TEXTE AFFICHÉ -

Objectifs israéliens
Afin de comprendre ce qui est en jeu, il est nécessaire de résumer les objectifs de l’offensive d’Israël, endossés par les États-Unis. Le but central que visait l’attaque israélienne était, bien sûr, la destruction du Hezbollah. Israël chercha à atteindre cet objectif à travers la combinaison de trois moyens principaux.
Le premier moyen consistait à porter un coup fatal au Hezbollah en menant une campagne de bombardement « post-héroïque » — autrement dit, d’une grande lâcheté — en tirant profit de la « supériorité écrasante et asymétrique » de la force de frappe israélienne. La campagne visait à couper le Hezbollah de ses lignes de ravitaillement, détruire une bonne partie de son infrastructure militaire (stock de fusées, lance-missiles, etc.), éliminer un grand nombre de ses combattants, et décapiter le mouvement en assassinant Hassan Nasrallah et d’autres dirigeants de l’organisation.

À FAIRE - Recopie mot pour mot le passage du texte sur les objectifs israéliens qui s'ouvre sur les mots contenant « Le premier moyen » et se termine par « dirigeants de l’organisation. ».

EXTRAITS DE DONNÉES -

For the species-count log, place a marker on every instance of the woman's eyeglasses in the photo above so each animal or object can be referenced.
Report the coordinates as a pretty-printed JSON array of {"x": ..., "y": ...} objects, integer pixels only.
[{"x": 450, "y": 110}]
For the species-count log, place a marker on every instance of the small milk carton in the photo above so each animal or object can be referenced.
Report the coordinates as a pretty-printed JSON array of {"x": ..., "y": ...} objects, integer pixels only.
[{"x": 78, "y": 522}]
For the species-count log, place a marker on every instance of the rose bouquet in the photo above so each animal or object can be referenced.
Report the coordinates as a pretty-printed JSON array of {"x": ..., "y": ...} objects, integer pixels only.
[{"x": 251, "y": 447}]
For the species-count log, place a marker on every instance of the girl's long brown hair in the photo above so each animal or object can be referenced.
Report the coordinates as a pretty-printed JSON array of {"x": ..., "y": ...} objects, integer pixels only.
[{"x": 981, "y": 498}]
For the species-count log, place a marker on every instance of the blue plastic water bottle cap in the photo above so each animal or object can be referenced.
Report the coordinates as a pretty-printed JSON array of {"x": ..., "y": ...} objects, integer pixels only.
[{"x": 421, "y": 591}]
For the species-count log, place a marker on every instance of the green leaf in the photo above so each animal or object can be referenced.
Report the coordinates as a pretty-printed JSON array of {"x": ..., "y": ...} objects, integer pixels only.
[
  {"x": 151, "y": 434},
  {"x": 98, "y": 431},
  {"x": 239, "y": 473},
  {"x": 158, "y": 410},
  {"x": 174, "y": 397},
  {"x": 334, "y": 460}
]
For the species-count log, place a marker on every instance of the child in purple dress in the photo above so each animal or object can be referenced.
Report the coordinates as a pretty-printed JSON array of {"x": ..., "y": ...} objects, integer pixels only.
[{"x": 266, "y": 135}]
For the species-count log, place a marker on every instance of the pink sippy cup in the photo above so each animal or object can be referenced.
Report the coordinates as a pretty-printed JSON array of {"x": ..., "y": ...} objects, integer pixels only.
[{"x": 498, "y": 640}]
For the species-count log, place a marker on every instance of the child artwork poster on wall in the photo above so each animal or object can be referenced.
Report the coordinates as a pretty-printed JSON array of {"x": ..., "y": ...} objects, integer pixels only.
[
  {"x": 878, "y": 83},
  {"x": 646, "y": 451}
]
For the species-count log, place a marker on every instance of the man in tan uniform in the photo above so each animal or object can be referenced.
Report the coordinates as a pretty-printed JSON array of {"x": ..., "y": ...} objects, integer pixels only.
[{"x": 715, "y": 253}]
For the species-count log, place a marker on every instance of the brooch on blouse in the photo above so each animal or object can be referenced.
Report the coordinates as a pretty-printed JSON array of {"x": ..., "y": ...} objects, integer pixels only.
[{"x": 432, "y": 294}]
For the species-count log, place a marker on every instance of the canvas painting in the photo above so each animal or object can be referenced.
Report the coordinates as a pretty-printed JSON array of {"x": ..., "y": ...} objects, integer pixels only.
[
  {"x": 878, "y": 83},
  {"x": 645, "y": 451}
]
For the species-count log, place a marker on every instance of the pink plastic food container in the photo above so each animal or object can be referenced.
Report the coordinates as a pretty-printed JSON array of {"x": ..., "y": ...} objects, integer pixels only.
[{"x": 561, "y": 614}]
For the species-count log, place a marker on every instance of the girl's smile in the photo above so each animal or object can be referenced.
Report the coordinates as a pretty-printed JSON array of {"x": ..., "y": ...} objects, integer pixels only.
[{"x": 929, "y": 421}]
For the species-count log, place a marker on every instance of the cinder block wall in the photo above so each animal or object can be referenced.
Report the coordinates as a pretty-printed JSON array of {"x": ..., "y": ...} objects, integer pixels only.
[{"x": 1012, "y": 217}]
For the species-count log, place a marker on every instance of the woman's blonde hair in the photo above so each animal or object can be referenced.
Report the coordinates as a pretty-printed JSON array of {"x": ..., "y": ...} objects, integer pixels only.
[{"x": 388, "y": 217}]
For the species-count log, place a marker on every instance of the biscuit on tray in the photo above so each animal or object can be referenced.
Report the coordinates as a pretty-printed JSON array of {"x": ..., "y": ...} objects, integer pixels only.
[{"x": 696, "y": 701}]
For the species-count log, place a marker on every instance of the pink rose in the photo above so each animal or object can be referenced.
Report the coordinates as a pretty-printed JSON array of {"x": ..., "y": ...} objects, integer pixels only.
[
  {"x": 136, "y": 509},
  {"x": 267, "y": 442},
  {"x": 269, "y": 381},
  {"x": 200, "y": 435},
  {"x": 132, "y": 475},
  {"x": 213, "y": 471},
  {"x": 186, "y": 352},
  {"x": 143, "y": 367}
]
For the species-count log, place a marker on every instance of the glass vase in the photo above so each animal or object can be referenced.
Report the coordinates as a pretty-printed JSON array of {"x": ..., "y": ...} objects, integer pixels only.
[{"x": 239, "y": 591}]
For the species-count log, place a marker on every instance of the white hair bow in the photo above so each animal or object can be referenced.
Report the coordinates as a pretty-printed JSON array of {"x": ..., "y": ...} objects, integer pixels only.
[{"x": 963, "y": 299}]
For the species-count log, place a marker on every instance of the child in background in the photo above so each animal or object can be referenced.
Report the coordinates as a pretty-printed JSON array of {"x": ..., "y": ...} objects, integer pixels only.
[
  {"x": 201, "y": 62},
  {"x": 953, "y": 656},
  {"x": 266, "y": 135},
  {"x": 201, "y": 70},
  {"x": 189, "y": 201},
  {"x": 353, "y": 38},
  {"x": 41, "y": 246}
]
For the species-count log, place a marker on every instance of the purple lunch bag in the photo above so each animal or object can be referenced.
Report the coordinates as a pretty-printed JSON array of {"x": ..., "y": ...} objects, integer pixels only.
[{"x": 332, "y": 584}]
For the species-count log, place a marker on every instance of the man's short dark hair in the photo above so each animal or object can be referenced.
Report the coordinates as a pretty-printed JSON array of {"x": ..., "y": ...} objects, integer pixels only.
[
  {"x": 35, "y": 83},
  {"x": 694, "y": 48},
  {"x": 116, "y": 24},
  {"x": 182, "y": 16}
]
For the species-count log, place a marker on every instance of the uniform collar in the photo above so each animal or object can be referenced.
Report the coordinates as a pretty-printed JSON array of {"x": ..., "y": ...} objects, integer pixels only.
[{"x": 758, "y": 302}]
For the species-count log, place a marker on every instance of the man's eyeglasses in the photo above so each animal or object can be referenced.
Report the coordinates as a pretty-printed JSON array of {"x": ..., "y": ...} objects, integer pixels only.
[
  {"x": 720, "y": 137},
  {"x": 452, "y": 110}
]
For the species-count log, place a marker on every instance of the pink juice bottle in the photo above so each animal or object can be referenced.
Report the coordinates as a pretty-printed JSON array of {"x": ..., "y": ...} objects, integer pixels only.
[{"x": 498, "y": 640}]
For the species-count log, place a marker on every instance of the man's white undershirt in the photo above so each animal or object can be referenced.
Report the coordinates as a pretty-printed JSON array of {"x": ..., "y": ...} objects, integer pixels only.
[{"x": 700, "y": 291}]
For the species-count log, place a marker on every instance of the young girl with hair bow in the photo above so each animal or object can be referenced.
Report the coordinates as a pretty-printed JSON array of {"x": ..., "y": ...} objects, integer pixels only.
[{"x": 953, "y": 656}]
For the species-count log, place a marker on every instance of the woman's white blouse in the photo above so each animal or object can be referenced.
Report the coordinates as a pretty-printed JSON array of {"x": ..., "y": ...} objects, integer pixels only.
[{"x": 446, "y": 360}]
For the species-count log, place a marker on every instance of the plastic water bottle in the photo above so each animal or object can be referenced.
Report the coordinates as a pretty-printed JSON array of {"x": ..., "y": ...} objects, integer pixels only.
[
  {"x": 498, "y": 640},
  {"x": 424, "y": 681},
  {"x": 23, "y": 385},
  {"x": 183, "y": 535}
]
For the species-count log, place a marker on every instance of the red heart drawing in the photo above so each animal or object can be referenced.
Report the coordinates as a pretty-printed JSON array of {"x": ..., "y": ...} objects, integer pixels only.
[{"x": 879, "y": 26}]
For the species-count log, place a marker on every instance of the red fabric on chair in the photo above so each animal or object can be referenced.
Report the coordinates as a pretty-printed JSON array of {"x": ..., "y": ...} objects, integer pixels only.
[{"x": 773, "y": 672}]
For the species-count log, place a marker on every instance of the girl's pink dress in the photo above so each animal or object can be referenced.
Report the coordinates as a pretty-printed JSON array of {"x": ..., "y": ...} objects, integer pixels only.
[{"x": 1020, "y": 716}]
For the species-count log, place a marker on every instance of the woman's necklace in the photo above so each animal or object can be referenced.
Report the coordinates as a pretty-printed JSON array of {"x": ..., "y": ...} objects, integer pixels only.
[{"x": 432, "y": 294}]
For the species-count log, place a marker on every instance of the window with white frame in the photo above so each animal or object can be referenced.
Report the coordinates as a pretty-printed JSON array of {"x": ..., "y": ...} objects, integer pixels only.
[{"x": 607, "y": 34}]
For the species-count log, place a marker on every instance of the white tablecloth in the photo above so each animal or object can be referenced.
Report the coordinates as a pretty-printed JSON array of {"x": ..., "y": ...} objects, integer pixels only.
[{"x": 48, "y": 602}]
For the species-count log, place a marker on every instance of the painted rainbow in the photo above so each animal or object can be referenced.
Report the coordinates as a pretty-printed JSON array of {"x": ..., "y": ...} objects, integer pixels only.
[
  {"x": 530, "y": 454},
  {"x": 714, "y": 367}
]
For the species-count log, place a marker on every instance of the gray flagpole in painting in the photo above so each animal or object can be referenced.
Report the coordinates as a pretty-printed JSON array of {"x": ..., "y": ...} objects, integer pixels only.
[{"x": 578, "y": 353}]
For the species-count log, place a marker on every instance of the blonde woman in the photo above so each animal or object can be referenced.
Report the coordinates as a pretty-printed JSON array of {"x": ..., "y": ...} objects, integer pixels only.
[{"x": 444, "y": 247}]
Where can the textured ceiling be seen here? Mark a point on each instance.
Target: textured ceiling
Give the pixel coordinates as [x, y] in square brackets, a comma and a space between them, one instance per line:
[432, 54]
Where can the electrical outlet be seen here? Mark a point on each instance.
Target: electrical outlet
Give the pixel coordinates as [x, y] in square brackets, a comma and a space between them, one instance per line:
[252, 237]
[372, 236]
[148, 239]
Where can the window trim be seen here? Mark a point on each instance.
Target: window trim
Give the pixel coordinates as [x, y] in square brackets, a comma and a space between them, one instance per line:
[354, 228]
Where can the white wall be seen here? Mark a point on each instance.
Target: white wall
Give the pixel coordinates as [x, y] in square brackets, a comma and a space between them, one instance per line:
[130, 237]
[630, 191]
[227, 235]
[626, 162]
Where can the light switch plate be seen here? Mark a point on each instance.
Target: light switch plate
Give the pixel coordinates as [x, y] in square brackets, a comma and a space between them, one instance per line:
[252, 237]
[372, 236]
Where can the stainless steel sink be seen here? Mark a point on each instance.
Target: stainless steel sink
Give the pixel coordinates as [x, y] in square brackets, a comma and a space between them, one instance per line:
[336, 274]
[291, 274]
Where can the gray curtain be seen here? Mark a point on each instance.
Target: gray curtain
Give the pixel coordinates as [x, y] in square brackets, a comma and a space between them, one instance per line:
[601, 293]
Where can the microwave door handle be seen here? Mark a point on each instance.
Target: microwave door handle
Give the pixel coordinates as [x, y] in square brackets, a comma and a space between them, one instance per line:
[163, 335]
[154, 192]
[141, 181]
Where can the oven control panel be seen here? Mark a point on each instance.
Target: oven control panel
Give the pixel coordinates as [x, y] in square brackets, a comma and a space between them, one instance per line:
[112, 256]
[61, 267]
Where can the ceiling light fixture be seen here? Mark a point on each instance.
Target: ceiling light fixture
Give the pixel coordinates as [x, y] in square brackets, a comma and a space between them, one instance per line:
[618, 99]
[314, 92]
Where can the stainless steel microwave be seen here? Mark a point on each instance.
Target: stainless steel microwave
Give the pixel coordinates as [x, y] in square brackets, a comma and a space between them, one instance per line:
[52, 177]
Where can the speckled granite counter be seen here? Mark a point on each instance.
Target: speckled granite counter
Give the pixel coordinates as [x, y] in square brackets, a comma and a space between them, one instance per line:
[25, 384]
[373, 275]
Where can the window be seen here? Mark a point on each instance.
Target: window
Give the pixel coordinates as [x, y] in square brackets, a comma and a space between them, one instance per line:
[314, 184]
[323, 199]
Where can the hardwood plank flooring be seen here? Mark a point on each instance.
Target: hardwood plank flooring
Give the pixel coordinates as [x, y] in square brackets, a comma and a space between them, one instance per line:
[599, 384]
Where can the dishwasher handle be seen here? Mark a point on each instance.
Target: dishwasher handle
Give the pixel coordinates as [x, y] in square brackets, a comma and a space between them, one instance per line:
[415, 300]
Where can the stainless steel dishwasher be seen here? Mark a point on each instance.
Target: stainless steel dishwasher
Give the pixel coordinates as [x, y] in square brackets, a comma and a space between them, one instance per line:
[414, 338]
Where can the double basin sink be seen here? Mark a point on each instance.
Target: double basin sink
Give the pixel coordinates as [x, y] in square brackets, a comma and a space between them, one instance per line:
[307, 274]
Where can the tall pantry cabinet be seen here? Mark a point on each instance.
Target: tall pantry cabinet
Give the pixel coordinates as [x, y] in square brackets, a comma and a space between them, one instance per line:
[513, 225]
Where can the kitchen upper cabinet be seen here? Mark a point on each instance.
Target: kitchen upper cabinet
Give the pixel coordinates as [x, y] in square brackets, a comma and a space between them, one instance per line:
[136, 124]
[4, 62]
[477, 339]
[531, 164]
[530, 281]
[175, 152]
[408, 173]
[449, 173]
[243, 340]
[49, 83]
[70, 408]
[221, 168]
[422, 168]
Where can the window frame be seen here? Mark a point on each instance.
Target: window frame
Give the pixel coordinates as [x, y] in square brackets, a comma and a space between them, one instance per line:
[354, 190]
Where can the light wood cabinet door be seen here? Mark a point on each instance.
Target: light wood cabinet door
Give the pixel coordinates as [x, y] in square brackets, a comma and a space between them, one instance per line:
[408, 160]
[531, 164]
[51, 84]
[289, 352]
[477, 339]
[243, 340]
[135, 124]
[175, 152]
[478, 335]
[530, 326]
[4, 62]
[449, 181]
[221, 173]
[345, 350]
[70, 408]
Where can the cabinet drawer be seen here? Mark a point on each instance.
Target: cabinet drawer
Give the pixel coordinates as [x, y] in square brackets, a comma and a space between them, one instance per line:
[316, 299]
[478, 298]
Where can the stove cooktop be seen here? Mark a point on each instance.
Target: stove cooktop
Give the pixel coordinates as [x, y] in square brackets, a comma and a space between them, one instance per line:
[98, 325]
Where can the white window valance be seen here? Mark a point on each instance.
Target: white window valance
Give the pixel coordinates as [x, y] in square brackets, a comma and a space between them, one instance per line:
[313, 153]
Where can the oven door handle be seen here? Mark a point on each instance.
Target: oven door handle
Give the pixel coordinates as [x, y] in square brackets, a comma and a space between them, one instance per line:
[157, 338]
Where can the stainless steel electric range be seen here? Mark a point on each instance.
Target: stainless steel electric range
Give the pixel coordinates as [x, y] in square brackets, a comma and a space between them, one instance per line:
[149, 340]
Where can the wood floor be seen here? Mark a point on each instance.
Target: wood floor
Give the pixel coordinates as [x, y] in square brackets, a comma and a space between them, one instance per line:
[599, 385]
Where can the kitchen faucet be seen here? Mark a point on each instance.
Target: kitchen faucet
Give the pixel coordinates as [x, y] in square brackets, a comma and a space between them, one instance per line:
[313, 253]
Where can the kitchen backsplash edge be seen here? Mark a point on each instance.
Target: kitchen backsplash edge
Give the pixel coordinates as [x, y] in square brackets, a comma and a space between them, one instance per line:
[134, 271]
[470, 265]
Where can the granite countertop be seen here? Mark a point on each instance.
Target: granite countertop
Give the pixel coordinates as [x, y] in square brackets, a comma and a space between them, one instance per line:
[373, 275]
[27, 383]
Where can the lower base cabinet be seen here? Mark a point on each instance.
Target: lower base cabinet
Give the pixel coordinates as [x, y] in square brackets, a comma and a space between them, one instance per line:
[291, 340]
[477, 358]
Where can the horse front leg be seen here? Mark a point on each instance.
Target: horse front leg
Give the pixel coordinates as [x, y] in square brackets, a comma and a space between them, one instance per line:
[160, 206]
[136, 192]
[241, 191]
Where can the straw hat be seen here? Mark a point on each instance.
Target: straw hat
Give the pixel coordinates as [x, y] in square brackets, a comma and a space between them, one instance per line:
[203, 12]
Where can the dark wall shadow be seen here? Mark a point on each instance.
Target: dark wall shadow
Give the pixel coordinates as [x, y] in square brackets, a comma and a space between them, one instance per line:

RÉSULTAT OBTENU -
Le premier moyen consistait à porter un coup fatal au Hezbollah en menant une campagne de bombardement « post-héroïque » — autrement dit, d’une grande lâcheté — en tirant profit de la « supériorité écrasante et asymétrique » de la force de frappe israélienne. La campagne visait à couper le Hezbollah de ses lignes de ravitaillement, détruire une bonne partie de son infrastructure militaire (stock de fusées, lance-missiles, etc.), éliminer un grand nombre de ses combattants, et décapiter le mouvement en assassinant Hassan Nasrallah et d’autres dirigeants de l’organisation.